Privacy Commissioner preparing people for Pipa
Six years after legislation for the Personal Information Privacy Act was passed, Privacy Commissioner Alexander White still cannot say when it will be enacted.
It is the Government’s prerogative, not his, to set the timeline.
“Pipa provides a provision that says the minister can provide different days for different parts of the act to come into force,” Mr White said. “I don't think anyone expected there to be a global pandemic that took everyone's attention, and has taken quite a lot of community resources to respond to.”
But in the meantime, Mr White’s office has been running workshops to educate people and organisations on their privacy rights under Pipa.
The workshops usually fill up quickly.
More and more, people are contacting him to ask how they can make a formal complaint against an organisation for their privacy practices. But what they can do is limited before Pipa is enacted.
“You will have to use privacy self defence and make sure you are reading carefully before you commit to different uses of personal information,” Mr White said. “You will see questions of intrusion upon seclusion that could be litigated as a tort matter. But from our office’s perspective we can make advisory recommendations for organisations and we can speak to them. In many cases it is not a malicious action, but simply ignorance, not understanding what is happening.”

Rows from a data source
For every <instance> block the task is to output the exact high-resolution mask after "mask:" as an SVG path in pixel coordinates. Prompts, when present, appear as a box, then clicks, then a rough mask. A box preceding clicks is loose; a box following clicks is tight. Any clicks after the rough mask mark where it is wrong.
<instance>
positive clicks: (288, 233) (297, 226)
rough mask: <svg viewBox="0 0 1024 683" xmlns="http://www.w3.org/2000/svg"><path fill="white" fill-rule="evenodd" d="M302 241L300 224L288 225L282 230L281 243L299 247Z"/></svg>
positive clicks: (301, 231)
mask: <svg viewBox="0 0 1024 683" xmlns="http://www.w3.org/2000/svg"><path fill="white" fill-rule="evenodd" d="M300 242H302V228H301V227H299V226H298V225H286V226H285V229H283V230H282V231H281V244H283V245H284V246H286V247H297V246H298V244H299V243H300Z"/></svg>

* _TASK A_
Answer these questions using the Pipa article:
(i) How many years after the Personal Information Privacy Act legislation was passed does the article say its enactment date is still unknown?
(ii) Whose prerogative is it to set the timeline for enactment?
(iii) According to Mr White, what is often behind an organisation's privacy problem in cases that are not malicious?
* _TASK B_
Reproduce the text of the Pipa article between "It is the Government’s" and "rights under Pipa.", inclusive.
* _TASK C_
List every action that the Pipa article says Mr White's office takes or can take.

* _WRITTEN ANSWER A_
(i) Six years.
(ii) The Government's.
(iii) Ignorance: not understanding what is happening.

* _WRITTEN ANSWER B_
It is the Government’s prerogative, not his, to set the timeline.
“Pipa provides a provision that says the minister can provide different days for different parts of the act to come into force,” Mr White said. “I don't think anyone expected there to be a global pandemic that took everyone's attention, and has taken quite a lot of community resources to respond to.”
But in the meantime, Mr White’s office has been running workshops to educate people and organisations on their privacy rights under Pipa.

* _WRITTEN ANSWER C_
- Running workshops to educate people and organisations on their privacy rights under Pipa
- Making advisory recommendations for organisations
- Speaking to organisations